- What you need to do:
**A)** Using the balloon surveillance text, say whether each statement agrees with it, answering yes or no and quoting the deciding words: (i) the balloons are launched from rural South Dakota; (ii) the balloons float at altitudes of up to 85,000 feet; (iii) Arthur Holland Michel is a co-director of the Center for the Study of the Drone at Bard College.
**B)** Take the rows from their first line through the line containing "box: [288, 86, 342, 108]", inclusive, switch every "clicks" to "points", and write out only those lines with nothing else altered.

- Extracted text:

BEGIN

The US military is using experimental high-altitude balloons to survey large portions of the Midwest states. According to the Guardian, who first broke the story, “Up to 25 unmanned solar-powered balloons are being launched from rural South Dakota and drifting 250 miles through an area spanning portions of Minnesota, Iowa, Wisconsin and Missouri, before concluding in central Illinois.”

On board the balloons are sensitive radars able to track vehicles at any time of the day, during any type of weather, while floating at altitudes of up to 65,000 feet. The purpose of the balloons is to “Conduct high altitude MESH networking tests over South Dakota to provide a persistent surveillance system to locate and deter narcotic trafficking and homeland security threats.”

Arthur Holland Michel, the co-director of the Center for the Study of the Drone at Bard College in New York, told The Guardian, “What this new technology proposes is to watch everything at once. Sometimes it’s referred to as ‘combat TiVo’ because when an event happens somewhere in the surveilled area, you can potentially rewind the tape to see exactly what occurred, and rewind even further to see who was involved and where they came from.”

END

- Task inputs:
BEGIN

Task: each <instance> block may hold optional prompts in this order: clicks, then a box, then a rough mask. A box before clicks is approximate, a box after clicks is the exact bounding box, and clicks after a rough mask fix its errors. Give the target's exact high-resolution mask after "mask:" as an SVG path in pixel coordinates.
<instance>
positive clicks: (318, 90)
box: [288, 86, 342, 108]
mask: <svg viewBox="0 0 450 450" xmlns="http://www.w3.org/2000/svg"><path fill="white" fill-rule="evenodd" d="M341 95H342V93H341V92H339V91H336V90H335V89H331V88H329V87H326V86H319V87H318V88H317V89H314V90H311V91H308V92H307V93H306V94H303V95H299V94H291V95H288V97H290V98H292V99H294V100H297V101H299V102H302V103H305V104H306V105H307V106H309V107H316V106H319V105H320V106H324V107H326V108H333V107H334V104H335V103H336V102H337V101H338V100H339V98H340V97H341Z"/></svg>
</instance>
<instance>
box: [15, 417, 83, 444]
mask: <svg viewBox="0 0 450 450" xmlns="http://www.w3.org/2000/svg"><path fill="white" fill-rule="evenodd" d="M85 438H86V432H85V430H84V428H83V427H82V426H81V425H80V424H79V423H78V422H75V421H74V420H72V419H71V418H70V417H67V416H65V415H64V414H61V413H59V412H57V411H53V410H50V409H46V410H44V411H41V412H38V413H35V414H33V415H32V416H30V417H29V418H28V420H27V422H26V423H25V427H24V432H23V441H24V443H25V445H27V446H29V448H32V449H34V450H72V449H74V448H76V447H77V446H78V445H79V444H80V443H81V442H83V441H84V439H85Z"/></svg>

END

- Responses for each task:
**A)**
(i) Yes: "launched from rural South Dakota"
(ii) No: "floating at altitudes of up to 65,000 feet"
(iii) Yes: "the co-director of the Center for the Study of the Drone at Bard College in New York"

**B)**
Task: each <instance> block may hold optional prompts in this order: points, then a box, then a rough mask. A box before points is approximate, a box after points is the exact bounding box, and points after a rough mask fix its errors. Give the target's exact high-resolution mask after "mask:" as an SVG path in pixel coordinates.
<instance>
positive points: (318, 90)
box: [288, 86, 342, 108]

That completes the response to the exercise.